▶ Trecho do texto:
----------

O Nordeste de Amaralina (complexo populacional com 2.040 m² e que engloba o Vale das Pedrinhas, Chapada do Rio Vermelho e Santa Cruz, com 100 mil habitantes) vive o paradoxo de abrigar um povo guerreiro e com forte apelo artístico-cultural, mas vítima da ausência do poder público – com políticas sociais ineficazes e ineficientes. Neste quadro, agrava-se o problema do crime organizado na região.
Passam os anos, e o complexo enfrenta dura realidade: moradores acuados por bandidos armados, que andam pelas ruas matando rivais e demonstram poder para manter espaço no tráfico de drogas. Os criminosos já expulsaram a polícia comunitária da região (dois dos três módulos foram fechados), e, segundo líderes comunitários e comerciantes, um traficante conhecido como Beto Babão, que recentemente teria deixado a prisão, reestruturou o tráfico como crime organizado, após as baixas da disputa entre gangues dos traficantes Eberson Santos, o Piti (morto) e Genilson Lino da Silva, o Perna (recluso na Penitenciária de Catanduva, de segurança máxima, no Paraná).
Segundo relatos a A TARDE, traficantes vêm ameaçando mobilizadores sociais e dificultando ações de resgate da cidadania. Como o projeto Oi Kabum! Salvador, parceria da ONG Cipó – Comunicação Interativa com o Instituto Oi Futuro, que deixou o bairro. Não foi o único motivo, porque já havia um estudo da ONG e do apoiador para mudarmos para o Centro Histórico, mas não podemos negar que o problema existe, relata a coordenadora do projeto, Isabel Gouvêa.

----------

▶ Material fornecido:
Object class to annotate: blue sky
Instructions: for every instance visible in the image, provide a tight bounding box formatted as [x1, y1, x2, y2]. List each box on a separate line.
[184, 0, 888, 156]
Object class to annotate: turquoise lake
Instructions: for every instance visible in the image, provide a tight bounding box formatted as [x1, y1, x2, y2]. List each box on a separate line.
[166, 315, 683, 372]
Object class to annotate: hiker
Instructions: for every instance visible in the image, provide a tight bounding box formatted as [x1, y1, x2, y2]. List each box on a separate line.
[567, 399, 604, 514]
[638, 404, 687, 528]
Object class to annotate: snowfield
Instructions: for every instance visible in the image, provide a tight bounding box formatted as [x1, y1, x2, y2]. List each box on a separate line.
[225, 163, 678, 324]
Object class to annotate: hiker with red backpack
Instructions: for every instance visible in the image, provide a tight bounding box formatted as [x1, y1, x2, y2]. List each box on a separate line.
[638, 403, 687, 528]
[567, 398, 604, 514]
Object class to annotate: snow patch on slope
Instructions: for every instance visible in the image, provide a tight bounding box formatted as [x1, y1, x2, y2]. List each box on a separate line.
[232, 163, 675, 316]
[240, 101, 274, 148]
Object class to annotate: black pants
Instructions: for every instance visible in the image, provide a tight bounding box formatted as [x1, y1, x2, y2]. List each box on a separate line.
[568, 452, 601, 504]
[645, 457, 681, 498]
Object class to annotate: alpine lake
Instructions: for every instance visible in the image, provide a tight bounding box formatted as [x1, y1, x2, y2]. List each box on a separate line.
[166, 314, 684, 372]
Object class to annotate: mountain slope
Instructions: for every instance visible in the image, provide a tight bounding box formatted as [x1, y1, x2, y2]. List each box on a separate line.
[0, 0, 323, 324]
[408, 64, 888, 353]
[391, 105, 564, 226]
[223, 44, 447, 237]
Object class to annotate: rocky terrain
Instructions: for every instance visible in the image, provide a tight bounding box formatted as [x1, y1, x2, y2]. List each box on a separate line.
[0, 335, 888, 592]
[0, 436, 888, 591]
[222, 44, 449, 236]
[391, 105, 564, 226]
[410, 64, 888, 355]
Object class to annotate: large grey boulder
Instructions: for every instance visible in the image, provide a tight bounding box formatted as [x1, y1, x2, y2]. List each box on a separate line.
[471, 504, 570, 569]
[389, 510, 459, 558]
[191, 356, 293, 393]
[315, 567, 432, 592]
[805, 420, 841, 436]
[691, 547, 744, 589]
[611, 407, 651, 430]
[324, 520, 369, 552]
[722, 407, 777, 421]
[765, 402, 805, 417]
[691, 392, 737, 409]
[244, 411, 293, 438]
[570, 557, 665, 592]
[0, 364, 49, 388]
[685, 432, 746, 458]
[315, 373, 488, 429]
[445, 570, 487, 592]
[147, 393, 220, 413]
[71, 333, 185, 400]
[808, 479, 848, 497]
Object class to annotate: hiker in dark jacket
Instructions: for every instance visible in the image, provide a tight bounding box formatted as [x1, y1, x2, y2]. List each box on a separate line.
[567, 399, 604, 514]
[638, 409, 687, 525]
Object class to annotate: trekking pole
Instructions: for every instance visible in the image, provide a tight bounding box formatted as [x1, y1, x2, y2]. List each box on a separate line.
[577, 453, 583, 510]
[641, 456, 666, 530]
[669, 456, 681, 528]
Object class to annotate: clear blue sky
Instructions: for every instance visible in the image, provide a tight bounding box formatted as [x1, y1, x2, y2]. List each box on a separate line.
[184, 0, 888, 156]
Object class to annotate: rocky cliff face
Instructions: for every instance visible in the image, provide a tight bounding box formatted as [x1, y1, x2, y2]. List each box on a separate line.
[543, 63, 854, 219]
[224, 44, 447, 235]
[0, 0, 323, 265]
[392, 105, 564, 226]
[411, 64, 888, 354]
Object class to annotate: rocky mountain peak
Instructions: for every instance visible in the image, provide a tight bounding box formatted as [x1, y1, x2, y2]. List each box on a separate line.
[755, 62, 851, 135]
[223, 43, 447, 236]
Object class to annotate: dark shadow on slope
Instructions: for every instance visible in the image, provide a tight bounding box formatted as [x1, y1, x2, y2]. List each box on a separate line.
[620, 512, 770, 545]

----------

▶ Instruções a seguir:
Dê prosseguimento à reportagem sobre o crime organizado no Nordeste de Amaralina, partindo da última frase apresentada.

▶ Resultado do exercício:
Resta à comunidade de bem, 99% dos moradores, como diz a delegada Jussara Souza (titular da 28ª CP), o estigma de morar em área discriminada, inclusive pelo mercado de trabalho, que estaria sonegando vagas a quem declara ali residir. Empresas de entrega em domicílio recusam pedidos à noite, assim como taxistas, que dispensam clientes.
Rede social – Sem a presença do Estado onde o bairro mais precisa, as localidades estão à mercê das gangues, que, ao sofrer baixas, precisam ser renovadas. Recrutam adolescentes não assistidos pelo governo, prefeitura e famílias, denuncia a diretora do Colégio Santo André (Vale das Pedrinhas), Clarice Pereira dos Santos. Nascida no bairro, professora há 25 anos, ela aponta que é absurda esta falta de atenção. Vale das Pedrinhas e Santa Cruz não têm sequer colégio de ensino médio.
E não falta só colégio. Não temos posto dos Correios, pois alegam que, se abrir, vai ser assaltado, nem Cesta do Povo, sequer campo de futebol ou ginásio de esporte com estrutura decente, acrescenta o padre Renato Filho, há um ano na Paróquia de Santo André. Ele vem tentando construir uma capela na comunidade Nova República (atrás do Parque da Cidade). A Cesta do Povo mais próxima fica fora do bairro, ao lado do Hospital Aliança.
Como a professora e o padre, Gil de Leon, líder comunitário da Chapada, adverte: A Oi Kabum, criada com o Viva Nordeste, foi fechada, entrou em recesso quando um aluno de lá foi morto, ano passado. Não reabriu. Perdemos o Balcão de Justiça e Cidadania, que a Faculdade Ruy Barbosa mantinha, e nunca vi uma viatura da tal ronda escolar.
Sem lazer – Um comerciante de 53 anos diz que o lazer se resumiu a jogar dominó em casa: Gosto de certo bar, mas não o frequento mais por causa do risco, na troca de tiros entre bandidos ou quando a polícia chega. Segundo ele, a ausência de PMs da companhia do bairro (40ª CIPM) nas ruas – que saberiam diferenciar moradores de bandidos – faz com que solicitações (via 190) sejam atendidas pela Rondesp ou Choque: Apontam fuzis para todos e agridem. Quem foi humilhado anteriormente corre ao ver viaturas e pode ser morto, pois ao correr se torna suspeito.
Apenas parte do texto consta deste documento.